**TASK ITEM**
Set down each entry as it stands. Skip the pictures.

....................

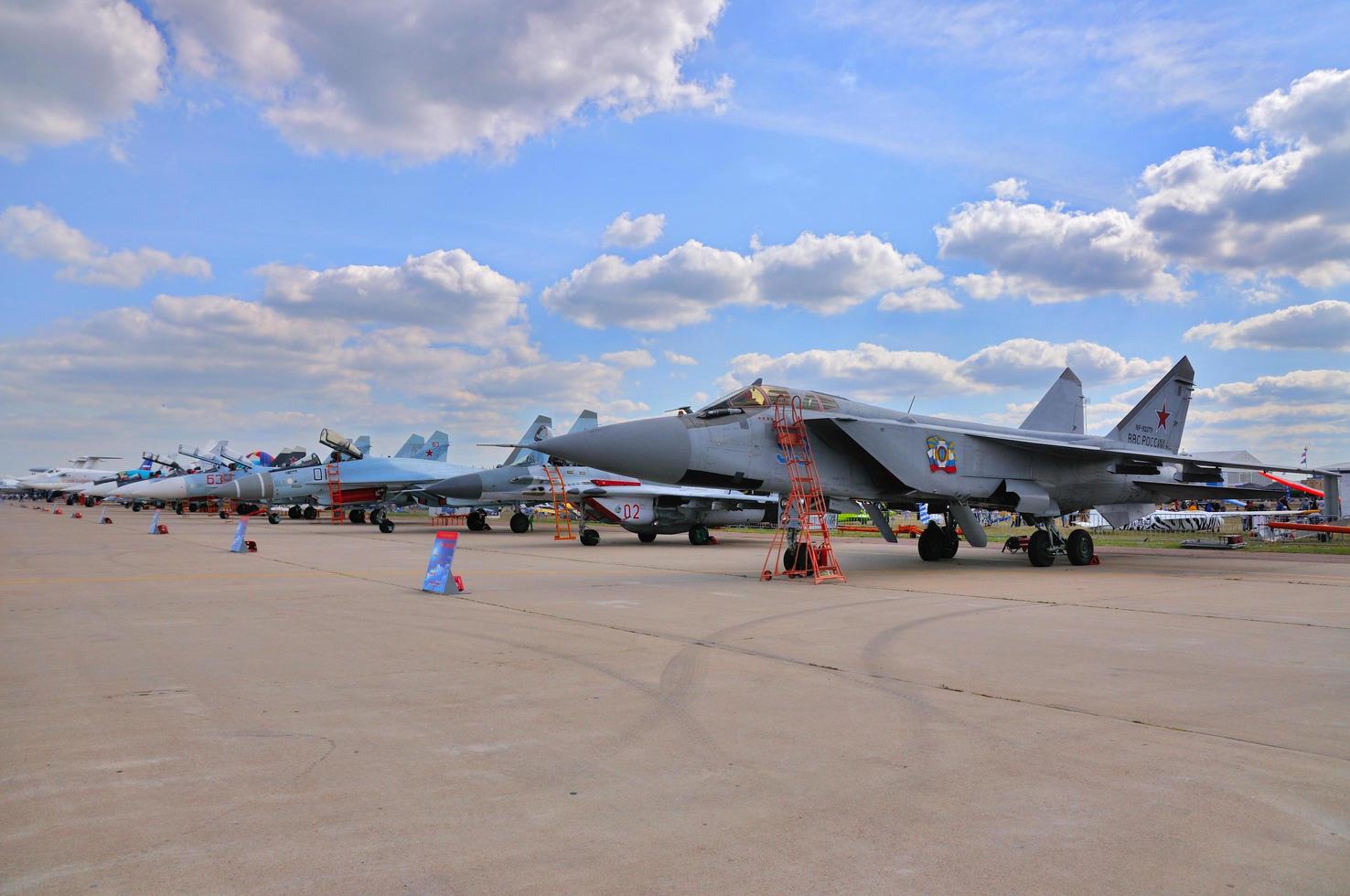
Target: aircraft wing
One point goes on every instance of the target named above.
(1203, 491)
(1077, 450)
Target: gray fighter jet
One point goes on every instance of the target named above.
(1043, 470)
(641, 507)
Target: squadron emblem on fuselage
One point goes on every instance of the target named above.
(941, 455)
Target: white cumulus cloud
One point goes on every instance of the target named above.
(824, 274)
(1279, 208)
(445, 291)
(1323, 325)
(1009, 187)
(875, 373)
(631, 357)
(70, 68)
(635, 232)
(1055, 255)
(424, 79)
(37, 232)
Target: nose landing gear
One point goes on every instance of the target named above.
(1046, 544)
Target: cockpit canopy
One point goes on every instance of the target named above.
(757, 396)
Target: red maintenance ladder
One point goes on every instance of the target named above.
(562, 509)
(334, 473)
(806, 507)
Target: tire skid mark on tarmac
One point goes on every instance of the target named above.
(853, 672)
(663, 708)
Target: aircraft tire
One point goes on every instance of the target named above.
(949, 546)
(930, 544)
(1038, 549)
(1080, 548)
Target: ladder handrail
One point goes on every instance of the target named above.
(805, 499)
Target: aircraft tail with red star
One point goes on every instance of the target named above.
(1160, 416)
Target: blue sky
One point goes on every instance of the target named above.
(257, 220)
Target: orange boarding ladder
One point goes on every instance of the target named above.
(334, 473)
(562, 510)
(806, 505)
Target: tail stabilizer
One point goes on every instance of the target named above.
(1060, 409)
(539, 431)
(587, 420)
(1332, 507)
(1160, 416)
(436, 447)
(412, 448)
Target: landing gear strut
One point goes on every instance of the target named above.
(938, 543)
(1046, 544)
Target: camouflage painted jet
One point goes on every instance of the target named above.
(366, 487)
(1043, 470)
(185, 489)
(644, 509)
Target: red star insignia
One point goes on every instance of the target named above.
(1162, 416)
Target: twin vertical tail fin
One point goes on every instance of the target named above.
(412, 448)
(586, 420)
(1060, 409)
(436, 447)
(1160, 416)
(541, 430)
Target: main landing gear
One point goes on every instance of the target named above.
(1046, 544)
(938, 543)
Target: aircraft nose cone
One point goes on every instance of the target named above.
(466, 487)
(657, 448)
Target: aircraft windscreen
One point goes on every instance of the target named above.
(759, 396)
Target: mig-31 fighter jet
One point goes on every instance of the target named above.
(1043, 470)
(641, 507)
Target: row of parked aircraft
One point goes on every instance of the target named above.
(365, 487)
(723, 464)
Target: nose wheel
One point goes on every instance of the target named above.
(1046, 544)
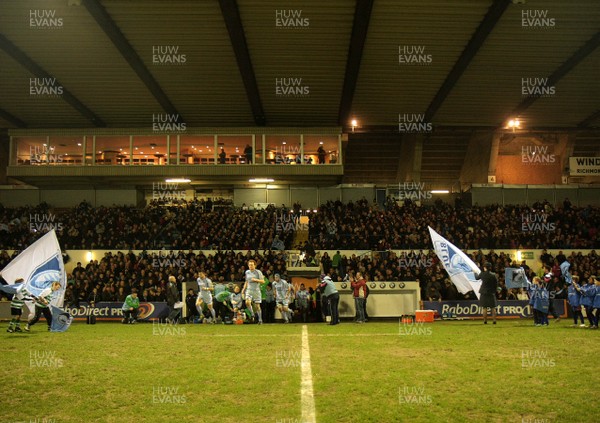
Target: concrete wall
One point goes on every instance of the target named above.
(18, 197)
(529, 194)
(309, 197)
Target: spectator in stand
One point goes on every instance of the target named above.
(575, 302)
(248, 154)
(321, 154)
(488, 290)
(131, 307)
(359, 293)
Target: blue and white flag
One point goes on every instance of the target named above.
(39, 265)
(566, 273)
(61, 320)
(459, 266)
(11, 289)
(515, 278)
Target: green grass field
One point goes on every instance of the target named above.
(378, 372)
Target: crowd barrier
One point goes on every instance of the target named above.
(103, 311)
(505, 309)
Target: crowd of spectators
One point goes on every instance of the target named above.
(361, 225)
(425, 268)
(185, 225)
(114, 276)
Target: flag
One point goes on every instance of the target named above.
(564, 270)
(39, 265)
(515, 278)
(11, 289)
(459, 266)
(61, 320)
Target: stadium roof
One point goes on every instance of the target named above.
(454, 63)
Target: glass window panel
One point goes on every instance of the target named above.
(30, 150)
(320, 149)
(234, 147)
(112, 150)
(66, 150)
(149, 149)
(196, 149)
(283, 149)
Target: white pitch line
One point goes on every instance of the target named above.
(306, 390)
(273, 335)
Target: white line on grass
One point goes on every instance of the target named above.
(306, 391)
(271, 335)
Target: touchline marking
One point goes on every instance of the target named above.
(272, 335)
(307, 402)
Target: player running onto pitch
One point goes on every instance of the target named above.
(251, 289)
(205, 289)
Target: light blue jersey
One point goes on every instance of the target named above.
(204, 293)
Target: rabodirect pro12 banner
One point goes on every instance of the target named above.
(472, 309)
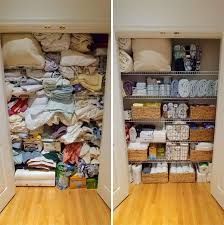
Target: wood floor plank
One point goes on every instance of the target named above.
(50, 206)
(169, 204)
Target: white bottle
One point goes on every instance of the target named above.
(132, 134)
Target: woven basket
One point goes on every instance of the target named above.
(148, 178)
(202, 112)
(197, 155)
(182, 177)
(137, 155)
(145, 112)
(202, 134)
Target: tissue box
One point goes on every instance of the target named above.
(91, 183)
(77, 182)
(201, 177)
(51, 145)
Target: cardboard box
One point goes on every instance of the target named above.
(77, 182)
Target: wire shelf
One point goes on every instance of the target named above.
(168, 97)
(174, 73)
(168, 161)
(162, 120)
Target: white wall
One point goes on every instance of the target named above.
(74, 10)
(194, 14)
(84, 15)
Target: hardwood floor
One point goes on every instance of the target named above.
(169, 204)
(50, 206)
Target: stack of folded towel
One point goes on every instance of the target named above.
(181, 168)
(156, 168)
(140, 89)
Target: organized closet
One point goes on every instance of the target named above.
(169, 88)
(55, 86)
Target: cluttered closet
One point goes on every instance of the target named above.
(55, 94)
(169, 89)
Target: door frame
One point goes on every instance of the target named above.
(217, 180)
(120, 156)
(6, 162)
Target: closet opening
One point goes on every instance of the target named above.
(55, 86)
(169, 101)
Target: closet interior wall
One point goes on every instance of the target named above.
(209, 70)
(65, 92)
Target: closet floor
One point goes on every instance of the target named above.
(50, 206)
(169, 204)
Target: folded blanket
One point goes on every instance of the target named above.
(81, 42)
(74, 58)
(53, 42)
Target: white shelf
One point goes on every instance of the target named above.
(166, 160)
(168, 97)
(173, 73)
(162, 120)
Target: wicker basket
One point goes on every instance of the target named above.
(197, 155)
(182, 177)
(137, 155)
(146, 112)
(202, 112)
(202, 134)
(148, 178)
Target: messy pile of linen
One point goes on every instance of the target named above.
(42, 101)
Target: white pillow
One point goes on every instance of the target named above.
(22, 50)
(81, 42)
(152, 55)
(74, 58)
(126, 62)
(125, 44)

....................

**SOLUTION TO THE EXERCISE**
Target: aircraft wing
One point goes on every instance of the target named above.
(1203, 491)
(1077, 450)
Target: gray fighter jet
One point goes on every instance of the target named above.
(1043, 470)
(641, 507)
Target: squadron emblem on fuselage
One point goes on every instance of the target named above.
(941, 455)
Target: white cumulus cloud
One point goes on every instance of the target named above.
(824, 274)
(1279, 208)
(445, 291)
(1323, 325)
(1009, 187)
(875, 373)
(631, 357)
(70, 68)
(635, 232)
(1055, 255)
(424, 79)
(37, 232)
Target: nose landing gear
One point goes on every instance of the target named above.
(1046, 544)
Target: cockpit canopy
One point goes on every instance of the target named above.
(757, 396)
Target: red maintenance ladder
One point goes on every instance of the target named above.
(562, 509)
(334, 473)
(806, 507)
Target: tire skid mark on tarmac
One point goes on every instance of the target named above.
(853, 672)
(663, 708)
Target: aircraft tire
One point goes on every instance of the target named above.
(949, 546)
(930, 544)
(1038, 549)
(1080, 548)
Target: ladder handrail
One point goes on every instance of the target named above.
(805, 499)
Target: aircraft tail with red star
One point goes on every instance of the target named above.
(1160, 416)
Target: blue sky
One point goes on every instance of the target named above.
(257, 220)
Target: orange boarding ladder
One point goes on every instance of the target named above.
(334, 473)
(562, 510)
(806, 505)
Target: tail stabilizer
One point goes on every instance of the target named above.
(1060, 409)
(539, 431)
(587, 420)
(1332, 507)
(1160, 416)
(436, 447)
(412, 448)
Target: landing gear strut
One point goes on every instance of the target named above.
(938, 543)
(1046, 544)
Target: camouflage painted jet
One point goes on every instance of the target named above.
(366, 487)
(1043, 470)
(185, 489)
(644, 509)
Target: red star insignia
One point goes on every instance of the target named above.
(1162, 416)
Target: twin vertical tail fin
One point goes on every instance of the target named above.
(412, 448)
(586, 420)
(1060, 409)
(436, 447)
(1160, 416)
(541, 430)
Target: main landing gear
One point goes on every instance of the target named above.
(1046, 544)
(938, 543)
Target: aircraft nose cone
One point goes on every instance of the target named above.
(466, 487)
(657, 448)
Target: aircraft windscreen
One point goes on every instance of the target named above.
(759, 396)
Target: mig-31 fighter jet
One point goes on every instance of the target named above.
(1043, 470)
(641, 507)
Target: row of parked aircraft
One point goes on every instance of the target named above.
(365, 487)
(723, 464)
Target: nose wheel
One point goes on every instance of the target named above.
(1046, 544)
Target: concrete wall
One point goes on every instance of the target named above.
(18, 197)
(529, 194)
(309, 197)
Target: spectator in stand
One point goes on every instance of the target named above.
(575, 302)
(248, 154)
(321, 154)
(488, 290)
(131, 307)
(359, 293)
Target: blue and white flag
One point goes on every instance of the target named above.
(39, 265)
(566, 273)
(61, 320)
(459, 266)
(11, 289)
(515, 278)
Target: green grass field
One point goes on every instance of the target named above.
(378, 372)
Target: crowd barrier
One point goes on every instance of the target named above.
(103, 311)
(505, 309)
Target: crowd of spectators
One point goes on every instance of the target named above.
(361, 225)
(425, 268)
(185, 225)
(114, 276)
Target: flag
One point goes on every instance of the target named above.
(564, 270)
(39, 265)
(515, 278)
(11, 289)
(459, 266)
(61, 320)
Target: stadium roof
One point goes on every instance of the target named above.
(454, 63)
Target: glass window panel
One point goes on every instance of the target named above.
(30, 150)
(320, 149)
(234, 147)
(112, 150)
(66, 150)
(149, 149)
(196, 149)
(283, 149)
Target: white pitch line
One point goes on every instance of the target named above.
(306, 390)
(273, 335)
Target: white line on grass
One point goes on every instance of the target named above.
(306, 391)
(271, 335)
Target: touchline marking
One point goes on every instance of the target named above.
(272, 335)
(307, 402)
Target: player running onto pitch
One point goes on every instance of the target named above.
(251, 289)
(205, 289)
Target: light blue jersey
One point goes on every instance of the target named above.
(204, 293)
Target: rabodirect pro12 banner
One point goes on every instance of the target named above.
(472, 309)
Target: wood floor plank
One point goes on every instance of the target named above.
(50, 206)
(169, 204)
Target: white bottle
One point goes on every instance of the target named above.
(132, 134)
Target: woven basket
One point goes on every instance of the target named above.
(148, 178)
(202, 112)
(197, 155)
(182, 177)
(137, 155)
(145, 112)
(202, 134)
Target: tissue box
One point goes on every instance of the target named above.
(91, 183)
(77, 182)
(201, 177)
(51, 145)
Target: cardboard box
One point goes on every instance of the target named above.
(77, 182)
Target: wire shelf
One point goes on every instance of the target named above.
(168, 97)
(174, 73)
(168, 161)
(162, 120)
Target: white wall
One point goes on every instance of the target named above.
(74, 10)
(194, 14)
(84, 15)
Target: hardwood floor
One point goes on every instance of the target named above.
(169, 204)
(50, 206)
Target: stack of folded towel
One point goes on every instance of the target named above.
(181, 168)
(156, 168)
(140, 89)
Target: organized closet
One point goes on every instance of the target named above.
(169, 88)
(55, 86)
Target: cluttered closet
One point goes on every instance of the target named above.
(55, 94)
(169, 89)
Target: door frame
One point goes on every instance of the target named above.
(217, 180)
(120, 156)
(6, 162)
Target: closet opening
One point goes on every instance of the target named above.
(55, 86)
(169, 101)
Target: closet interior wall
One point goes on every instance of the target named above.
(209, 70)
(65, 92)
Target: closet floor
One point goes on every instance of the target named above.
(50, 206)
(169, 204)
Target: folded blanket
One point goes on every instance of the target named above.
(81, 42)
(74, 58)
(53, 42)
Target: white shelf
One point goes on every instance of the target named above.
(166, 160)
(168, 97)
(173, 73)
(162, 120)
Target: wicker basket
One point goes on every instance of the target named above.
(197, 155)
(182, 177)
(137, 155)
(146, 112)
(202, 112)
(202, 134)
(148, 178)
Target: messy pile of linen
One point goes on every instance of the target named above.
(42, 101)
Target: white pillow
One point goes on every instance of the target named above.
(22, 50)
(81, 42)
(152, 55)
(74, 58)
(126, 62)
(125, 44)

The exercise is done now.